Top of Exercise data

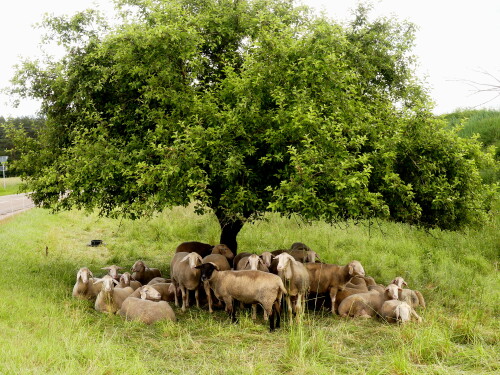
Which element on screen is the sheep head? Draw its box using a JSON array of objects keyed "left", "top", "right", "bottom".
[
  {"left": 276, "top": 253, "right": 297, "bottom": 280},
  {"left": 390, "top": 277, "right": 408, "bottom": 288},
  {"left": 95, "top": 275, "right": 119, "bottom": 292},
  {"left": 77, "top": 267, "right": 93, "bottom": 284},
  {"left": 385, "top": 284, "right": 401, "bottom": 300},
  {"left": 305, "top": 251, "right": 321, "bottom": 263},
  {"left": 260, "top": 252, "right": 274, "bottom": 268},
  {"left": 102, "top": 265, "right": 124, "bottom": 280},
  {"left": 120, "top": 272, "right": 132, "bottom": 286},
  {"left": 211, "top": 244, "right": 234, "bottom": 260},
  {"left": 395, "top": 302, "right": 412, "bottom": 323},
  {"left": 243, "top": 254, "right": 264, "bottom": 270},
  {"left": 131, "top": 260, "right": 146, "bottom": 273},
  {"left": 140, "top": 285, "right": 162, "bottom": 301},
  {"left": 347, "top": 261, "right": 365, "bottom": 277},
  {"left": 195, "top": 262, "right": 219, "bottom": 282},
  {"left": 181, "top": 252, "right": 203, "bottom": 269}
]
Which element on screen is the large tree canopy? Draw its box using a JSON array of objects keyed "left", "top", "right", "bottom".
[{"left": 7, "top": 0, "right": 496, "bottom": 252}]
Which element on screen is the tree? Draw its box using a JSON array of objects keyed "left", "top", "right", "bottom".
[{"left": 7, "top": 0, "right": 496, "bottom": 253}]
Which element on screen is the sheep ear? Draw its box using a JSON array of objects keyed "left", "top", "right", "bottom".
[
  {"left": 403, "top": 281, "right": 408, "bottom": 287},
  {"left": 113, "top": 279, "right": 119, "bottom": 285},
  {"left": 315, "top": 253, "right": 321, "bottom": 261},
  {"left": 208, "top": 262, "right": 220, "bottom": 271},
  {"left": 348, "top": 265, "right": 354, "bottom": 276},
  {"left": 76, "top": 270, "right": 82, "bottom": 280},
  {"left": 93, "top": 279, "right": 103, "bottom": 285},
  {"left": 398, "top": 287, "right": 403, "bottom": 292},
  {"left": 117, "top": 266, "right": 125, "bottom": 270},
  {"left": 88, "top": 270, "right": 94, "bottom": 278},
  {"left": 242, "top": 259, "right": 250, "bottom": 269},
  {"left": 180, "top": 255, "right": 190, "bottom": 263}
]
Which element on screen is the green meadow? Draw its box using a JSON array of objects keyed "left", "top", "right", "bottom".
[
  {"left": 0, "top": 201, "right": 498, "bottom": 374},
  {"left": 0, "top": 177, "right": 21, "bottom": 196}
]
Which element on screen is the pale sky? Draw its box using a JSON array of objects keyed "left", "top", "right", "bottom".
[{"left": 1, "top": 0, "right": 499, "bottom": 117}]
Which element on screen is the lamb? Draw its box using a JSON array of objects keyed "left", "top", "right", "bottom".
[
  {"left": 94, "top": 275, "right": 134, "bottom": 314},
  {"left": 202, "top": 254, "right": 232, "bottom": 313},
  {"left": 389, "top": 277, "right": 426, "bottom": 309},
  {"left": 129, "top": 283, "right": 176, "bottom": 302},
  {"left": 118, "top": 286, "right": 176, "bottom": 324},
  {"left": 118, "top": 272, "right": 142, "bottom": 290},
  {"left": 72, "top": 267, "right": 102, "bottom": 300},
  {"left": 275, "top": 253, "right": 310, "bottom": 318},
  {"left": 102, "top": 265, "right": 124, "bottom": 281},
  {"left": 305, "top": 260, "right": 366, "bottom": 314},
  {"left": 338, "top": 283, "right": 400, "bottom": 318},
  {"left": 379, "top": 300, "right": 423, "bottom": 324},
  {"left": 171, "top": 252, "right": 203, "bottom": 312},
  {"left": 195, "top": 262, "right": 286, "bottom": 331},
  {"left": 130, "top": 260, "right": 162, "bottom": 284}
]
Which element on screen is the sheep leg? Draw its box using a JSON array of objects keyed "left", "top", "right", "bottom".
[
  {"left": 173, "top": 283, "right": 179, "bottom": 307},
  {"left": 269, "top": 306, "right": 275, "bottom": 332},
  {"left": 195, "top": 288, "right": 200, "bottom": 308},
  {"left": 285, "top": 295, "right": 293, "bottom": 320},
  {"left": 179, "top": 285, "right": 187, "bottom": 312},
  {"left": 411, "top": 308, "right": 423, "bottom": 322},
  {"left": 204, "top": 282, "right": 213, "bottom": 313},
  {"left": 329, "top": 288, "right": 338, "bottom": 314},
  {"left": 252, "top": 304, "right": 257, "bottom": 320}
]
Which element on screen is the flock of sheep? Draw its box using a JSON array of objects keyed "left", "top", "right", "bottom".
[{"left": 72, "top": 241, "right": 425, "bottom": 331}]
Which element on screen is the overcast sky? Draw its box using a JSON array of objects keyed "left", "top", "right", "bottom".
[{"left": 1, "top": 0, "right": 499, "bottom": 117}]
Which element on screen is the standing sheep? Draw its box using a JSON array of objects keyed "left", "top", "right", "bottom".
[
  {"left": 305, "top": 260, "right": 366, "bottom": 314},
  {"left": 130, "top": 260, "right": 162, "bottom": 284},
  {"left": 274, "top": 253, "right": 310, "bottom": 318},
  {"left": 94, "top": 275, "right": 134, "bottom": 314},
  {"left": 202, "top": 254, "right": 232, "bottom": 313},
  {"left": 196, "top": 262, "right": 286, "bottom": 331},
  {"left": 72, "top": 267, "right": 102, "bottom": 300},
  {"left": 171, "top": 252, "right": 203, "bottom": 312}
]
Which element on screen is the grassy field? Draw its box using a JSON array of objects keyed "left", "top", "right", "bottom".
[
  {"left": 0, "top": 177, "right": 21, "bottom": 196},
  {"left": 0, "top": 203, "right": 498, "bottom": 374}
]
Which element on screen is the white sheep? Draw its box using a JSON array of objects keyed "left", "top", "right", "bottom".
[
  {"left": 72, "top": 267, "right": 102, "bottom": 300},
  {"left": 171, "top": 252, "right": 203, "bottom": 312},
  {"left": 202, "top": 254, "right": 231, "bottom": 313},
  {"left": 128, "top": 283, "right": 176, "bottom": 302},
  {"left": 338, "top": 283, "right": 401, "bottom": 318},
  {"left": 102, "top": 265, "right": 125, "bottom": 281},
  {"left": 389, "top": 277, "right": 426, "bottom": 309},
  {"left": 196, "top": 262, "right": 287, "bottom": 331},
  {"left": 275, "top": 253, "right": 310, "bottom": 318},
  {"left": 118, "top": 272, "right": 142, "bottom": 290},
  {"left": 379, "top": 300, "right": 423, "bottom": 324},
  {"left": 94, "top": 275, "right": 134, "bottom": 314},
  {"left": 118, "top": 290, "right": 176, "bottom": 325},
  {"left": 130, "top": 260, "right": 162, "bottom": 284}
]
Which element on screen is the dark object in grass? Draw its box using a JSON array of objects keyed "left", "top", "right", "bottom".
[{"left": 89, "top": 240, "right": 103, "bottom": 247}]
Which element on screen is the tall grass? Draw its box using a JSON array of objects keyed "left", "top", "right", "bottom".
[
  {"left": 0, "top": 176, "right": 21, "bottom": 196},
  {"left": 0, "top": 203, "right": 498, "bottom": 374}
]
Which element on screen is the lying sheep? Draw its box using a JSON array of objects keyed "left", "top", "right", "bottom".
[
  {"left": 275, "top": 253, "right": 310, "bottom": 318},
  {"left": 338, "top": 284, "right": 401, "bottom": 318},
  {"left": 379, "top": 300, "right": 423, "bottom": 324},
  {"left": 72, "top": 267, "right": 102, "bottom": 300},
  {"left": 118, "top": 272, "right": 142, "bottom": 290},
  {"left": 118, "top": 287, "right": 176, "bottom": 325},
  {"left": 130, "top": 260, "right": 162, "bottom": 284},
  {"left": 202, "top": 254, "right": 231, "bottom": 313},
  {"left": 94, "top": 275, "right": 134, "bottom": 314},
  {"left": 171, "top": 252, "right": 203, "bottom": 312},
  {"left": 102, "top": 265, "right": 124, "bottom": 281},
  {"left": 147, "top": 277, "right": 170, "bottom": 285},
  {"left": 305, "top": 260, "right": 366, "bottom": 314},
  {"left": 388, "top": 277, "right": 426, "bottom": 309},
  {"left": 196, "top": 262, "right": 286, "bottom": 331},
  {"left": 129, "top": 283, "right": 176, "bottom": 302}
]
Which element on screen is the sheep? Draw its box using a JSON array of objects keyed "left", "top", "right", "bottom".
[
  {"left": 202, "top": 254, "right": 231, "bottom": 313},
  {"left": 130, "top": 260, "right": 162, "bottom": 284},
  {"left": 94, "top": 275, "right": 134, "bottom": 314},
  {"left": 260, "top": 252, "right": 274, "bottom": 268},
  {"left": 305, "top": 260, "right": 366, "bottom": 314},
  {"left": 129, "top": 283, "right": 176, "bottom": 302},
  {"left": 175, "top": 241, "right": 214, "bottom": 257},
  {"left": 118, "top": 272, "right": 142, "bottom": 290},
  {"left": 72, "top": 267, "right": 102, "bottom": 300},
  {"left": 232, "top": 252, "right": 252, "bottom": 270},
  {"left": 338, "top": 283, "right": 401, "bottom": 318},
  {"left": 290, "top": 242, "right": 312, "bottom": 252},
  {"left": 211, "top": 244, "right": 235, "bottom": 265},
  {"left": 234, "top": 253, "right": 271, "bottom": 320},
  {"left": 388, "top": 277, "right": 426, "bottom": 309},
  {"left": 118, "top": 286, "right": 176, "bottom": 324},
  {"left": 379, "top": 300, "right": 423, "bottom": 324},
  {"left": 288, "top": 249, "right": 321, "bottom": 263},
  {"left": 171, "top": 252, "right": 203, "bottom": 312},
  {"left": 275, "top": 253, "right": 310, "bottom": 318},
  {"left": 102, "top": 265, "right": 124, "bottom": 281},
  {"left": 147, "top": 277, "right": 170, "bottom": 285},
  {"left": 195, "top": 262, "right": 286, "bottom": 331}
]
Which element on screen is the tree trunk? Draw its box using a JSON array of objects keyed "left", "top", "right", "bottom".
[{"left": 215, "top": 211, "right": 244, "bottom": 254}]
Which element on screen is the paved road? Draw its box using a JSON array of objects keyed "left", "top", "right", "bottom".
[{"left": 0, "top": 193, "right": 35, "bottom": 220}]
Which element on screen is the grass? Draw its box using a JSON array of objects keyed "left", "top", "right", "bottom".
[
  {"left": 0, "top": 176, "right": 22, "bottom": 196},
  {"left": 0, "top": 203, "right": 498, "bottom": 374}
]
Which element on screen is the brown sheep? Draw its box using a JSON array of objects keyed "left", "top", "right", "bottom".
[
  {"left": 338, "top": 284, "right": 400, "bottom": 318},
  {"left": 202, "top": 254, "right": 232, "bottom": 313},
  {"left": 305, "top": 260, "right": 366, "bottom": 314},
  {"left": 130, "top": 260, "right": 162, "bottom": 284}
]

Bottom of Exercise data

What to produce: Quote exactly the line containing "Which element on screen is the grass?" and every later line through the end of the listing, and no other lines.

Reply to the task:
Which element on screen is the grass? Draw its box using a JSON array of objects keyed "left", "top", "right", "bottom".
[
  {"left": 0, "top": 176, "right": 22, "bottom": 196},
  {"left": 0, "top": 203, "right": 498, "bottom": 374}
]
Which element on screen is the brown sheep? Draw its box using a JSON array of objects keyed "left", "top", "right", "bottom".
[
  {"left": 338, "top": 284, "right": 400, "bottom": 318},
  {"left": 202, "top": 254, "right": 232, "bottom": 313},
  {"left": 305, "top": 260, "right": 366, "bottom": 314},
  {"left": 130, "top": 260, "right": 162, "bottom": 284}
]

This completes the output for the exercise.